━━━━━ Provided data ━━━━━

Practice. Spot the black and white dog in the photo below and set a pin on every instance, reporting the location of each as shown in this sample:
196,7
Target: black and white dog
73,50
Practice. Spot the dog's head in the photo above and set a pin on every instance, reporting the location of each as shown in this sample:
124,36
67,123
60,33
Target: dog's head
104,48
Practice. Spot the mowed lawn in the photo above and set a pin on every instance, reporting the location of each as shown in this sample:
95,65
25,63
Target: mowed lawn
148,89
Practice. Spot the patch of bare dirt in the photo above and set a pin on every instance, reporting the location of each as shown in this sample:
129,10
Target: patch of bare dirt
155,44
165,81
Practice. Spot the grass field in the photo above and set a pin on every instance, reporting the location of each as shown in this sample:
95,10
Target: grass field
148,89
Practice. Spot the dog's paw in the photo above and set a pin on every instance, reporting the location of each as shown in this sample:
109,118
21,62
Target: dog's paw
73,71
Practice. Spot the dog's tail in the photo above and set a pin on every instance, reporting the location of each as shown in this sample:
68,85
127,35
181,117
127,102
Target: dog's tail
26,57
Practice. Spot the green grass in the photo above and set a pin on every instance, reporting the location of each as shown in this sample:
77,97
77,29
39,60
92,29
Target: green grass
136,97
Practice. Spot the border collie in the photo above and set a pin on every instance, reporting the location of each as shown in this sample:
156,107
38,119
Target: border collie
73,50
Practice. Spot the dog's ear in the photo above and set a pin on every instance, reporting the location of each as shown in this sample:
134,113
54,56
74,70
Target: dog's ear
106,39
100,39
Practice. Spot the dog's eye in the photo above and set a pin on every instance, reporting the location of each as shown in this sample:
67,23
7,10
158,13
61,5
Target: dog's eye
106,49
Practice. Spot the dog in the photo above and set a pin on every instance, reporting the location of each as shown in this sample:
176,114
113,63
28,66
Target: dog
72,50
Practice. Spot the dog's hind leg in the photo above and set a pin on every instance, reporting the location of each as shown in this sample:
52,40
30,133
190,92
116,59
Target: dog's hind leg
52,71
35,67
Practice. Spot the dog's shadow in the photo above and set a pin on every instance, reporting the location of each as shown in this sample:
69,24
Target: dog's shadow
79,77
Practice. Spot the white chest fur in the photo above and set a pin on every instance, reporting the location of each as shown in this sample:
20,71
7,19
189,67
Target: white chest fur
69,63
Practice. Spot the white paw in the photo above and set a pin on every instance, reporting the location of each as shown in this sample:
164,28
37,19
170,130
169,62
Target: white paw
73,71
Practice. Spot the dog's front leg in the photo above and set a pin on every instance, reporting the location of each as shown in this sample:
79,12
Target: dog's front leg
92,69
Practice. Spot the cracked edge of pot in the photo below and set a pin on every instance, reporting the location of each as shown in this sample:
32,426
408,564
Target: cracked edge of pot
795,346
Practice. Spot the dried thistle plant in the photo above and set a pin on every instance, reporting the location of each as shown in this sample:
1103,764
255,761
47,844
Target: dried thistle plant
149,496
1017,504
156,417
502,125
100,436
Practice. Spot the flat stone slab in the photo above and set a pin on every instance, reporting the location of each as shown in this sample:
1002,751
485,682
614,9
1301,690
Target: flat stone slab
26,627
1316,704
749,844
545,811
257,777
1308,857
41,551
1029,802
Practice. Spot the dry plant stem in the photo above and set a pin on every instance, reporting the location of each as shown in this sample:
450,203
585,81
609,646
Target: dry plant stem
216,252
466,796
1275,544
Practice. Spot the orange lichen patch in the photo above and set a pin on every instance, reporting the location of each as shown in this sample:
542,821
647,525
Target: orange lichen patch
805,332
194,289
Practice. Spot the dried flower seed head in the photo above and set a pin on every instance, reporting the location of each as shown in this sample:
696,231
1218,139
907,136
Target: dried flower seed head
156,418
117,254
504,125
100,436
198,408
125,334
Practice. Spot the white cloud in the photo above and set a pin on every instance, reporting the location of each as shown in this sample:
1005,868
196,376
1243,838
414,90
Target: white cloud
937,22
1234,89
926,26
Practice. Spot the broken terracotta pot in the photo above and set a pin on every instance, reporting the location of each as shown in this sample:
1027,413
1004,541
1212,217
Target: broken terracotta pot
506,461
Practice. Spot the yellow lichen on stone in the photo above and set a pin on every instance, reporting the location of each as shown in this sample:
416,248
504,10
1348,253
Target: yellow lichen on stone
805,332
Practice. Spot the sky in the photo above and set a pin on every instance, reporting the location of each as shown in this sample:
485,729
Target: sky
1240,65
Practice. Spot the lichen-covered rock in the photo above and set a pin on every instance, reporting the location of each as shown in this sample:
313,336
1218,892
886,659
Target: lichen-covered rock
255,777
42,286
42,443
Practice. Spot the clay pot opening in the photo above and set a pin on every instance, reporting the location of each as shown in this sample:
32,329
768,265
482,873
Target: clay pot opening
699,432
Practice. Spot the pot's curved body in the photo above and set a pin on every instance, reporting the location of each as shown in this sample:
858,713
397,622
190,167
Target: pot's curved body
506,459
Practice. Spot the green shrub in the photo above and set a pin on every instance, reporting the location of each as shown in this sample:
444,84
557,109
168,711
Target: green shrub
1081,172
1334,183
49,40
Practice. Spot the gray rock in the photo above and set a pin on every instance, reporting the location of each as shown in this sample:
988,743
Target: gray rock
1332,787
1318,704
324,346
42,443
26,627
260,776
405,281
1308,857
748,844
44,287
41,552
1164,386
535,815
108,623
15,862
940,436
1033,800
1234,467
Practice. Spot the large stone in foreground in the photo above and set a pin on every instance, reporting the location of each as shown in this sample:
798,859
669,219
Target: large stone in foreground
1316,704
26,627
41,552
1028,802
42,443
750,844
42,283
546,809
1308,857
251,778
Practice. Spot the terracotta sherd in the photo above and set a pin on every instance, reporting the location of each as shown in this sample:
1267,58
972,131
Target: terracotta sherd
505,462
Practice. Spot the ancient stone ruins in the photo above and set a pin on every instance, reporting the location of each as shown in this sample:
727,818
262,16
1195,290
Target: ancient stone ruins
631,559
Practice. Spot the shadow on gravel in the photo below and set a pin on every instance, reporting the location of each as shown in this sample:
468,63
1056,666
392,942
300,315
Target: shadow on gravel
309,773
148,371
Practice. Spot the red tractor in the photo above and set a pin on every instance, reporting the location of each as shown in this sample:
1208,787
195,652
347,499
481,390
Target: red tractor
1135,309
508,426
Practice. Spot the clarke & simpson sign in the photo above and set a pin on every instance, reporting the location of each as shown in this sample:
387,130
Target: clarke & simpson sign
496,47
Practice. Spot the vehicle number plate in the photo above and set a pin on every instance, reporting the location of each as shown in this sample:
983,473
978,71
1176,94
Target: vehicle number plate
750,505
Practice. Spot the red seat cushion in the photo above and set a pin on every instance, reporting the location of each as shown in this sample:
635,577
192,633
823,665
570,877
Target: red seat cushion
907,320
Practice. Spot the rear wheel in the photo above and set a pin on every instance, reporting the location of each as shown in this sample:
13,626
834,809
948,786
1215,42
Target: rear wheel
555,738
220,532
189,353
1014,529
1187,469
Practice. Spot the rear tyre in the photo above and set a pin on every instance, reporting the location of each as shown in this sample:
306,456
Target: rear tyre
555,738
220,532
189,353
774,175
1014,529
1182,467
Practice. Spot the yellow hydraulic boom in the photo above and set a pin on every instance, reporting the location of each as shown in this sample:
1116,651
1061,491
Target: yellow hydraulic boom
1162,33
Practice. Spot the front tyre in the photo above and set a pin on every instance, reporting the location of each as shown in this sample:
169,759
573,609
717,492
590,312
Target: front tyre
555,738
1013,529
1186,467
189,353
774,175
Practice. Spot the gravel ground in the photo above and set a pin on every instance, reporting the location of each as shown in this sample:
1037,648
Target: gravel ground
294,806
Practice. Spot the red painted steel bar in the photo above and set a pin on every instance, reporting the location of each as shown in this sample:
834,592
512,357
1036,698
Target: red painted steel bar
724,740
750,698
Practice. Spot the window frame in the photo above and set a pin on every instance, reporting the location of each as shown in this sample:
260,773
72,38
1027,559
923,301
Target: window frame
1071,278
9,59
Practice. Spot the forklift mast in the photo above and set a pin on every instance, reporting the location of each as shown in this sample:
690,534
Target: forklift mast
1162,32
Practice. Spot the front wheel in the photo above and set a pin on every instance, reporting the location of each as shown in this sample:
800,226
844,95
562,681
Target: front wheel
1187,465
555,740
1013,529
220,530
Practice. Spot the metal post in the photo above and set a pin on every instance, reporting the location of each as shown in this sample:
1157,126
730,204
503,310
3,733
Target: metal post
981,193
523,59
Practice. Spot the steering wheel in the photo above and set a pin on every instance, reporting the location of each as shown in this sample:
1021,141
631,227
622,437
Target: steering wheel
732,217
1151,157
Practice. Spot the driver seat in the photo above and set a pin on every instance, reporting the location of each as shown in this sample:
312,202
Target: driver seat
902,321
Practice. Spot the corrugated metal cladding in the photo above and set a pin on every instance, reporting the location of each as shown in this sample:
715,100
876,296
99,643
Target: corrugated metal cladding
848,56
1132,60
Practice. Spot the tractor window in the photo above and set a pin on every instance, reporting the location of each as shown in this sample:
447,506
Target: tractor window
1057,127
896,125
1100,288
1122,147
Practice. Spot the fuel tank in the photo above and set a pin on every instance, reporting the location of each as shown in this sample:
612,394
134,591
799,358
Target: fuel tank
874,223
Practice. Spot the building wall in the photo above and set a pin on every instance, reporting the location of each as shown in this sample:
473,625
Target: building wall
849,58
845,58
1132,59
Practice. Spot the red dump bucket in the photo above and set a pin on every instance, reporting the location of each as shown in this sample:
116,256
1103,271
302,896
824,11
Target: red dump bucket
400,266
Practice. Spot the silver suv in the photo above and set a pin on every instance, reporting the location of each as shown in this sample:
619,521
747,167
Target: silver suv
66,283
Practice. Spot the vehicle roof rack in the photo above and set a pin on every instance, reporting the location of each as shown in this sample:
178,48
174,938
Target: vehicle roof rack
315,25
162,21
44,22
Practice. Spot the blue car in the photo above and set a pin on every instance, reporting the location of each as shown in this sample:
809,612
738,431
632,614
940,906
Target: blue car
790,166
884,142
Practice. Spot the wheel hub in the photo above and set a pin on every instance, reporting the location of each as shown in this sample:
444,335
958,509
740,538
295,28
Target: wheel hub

━━━━━

# [Exercise details]
Repeat the items from the line containing "Practice. Spot the wheel" through the end of the items, substituting "hubcap" for "wheel hub" and leaving everything else as it is.

# [Task response]
Practice. Spot the hubcap in the photo above and set a pin on every instance, reporting the location of each as shown in this sample:
444,335
958,509
740,538
295,28
Target: hubcap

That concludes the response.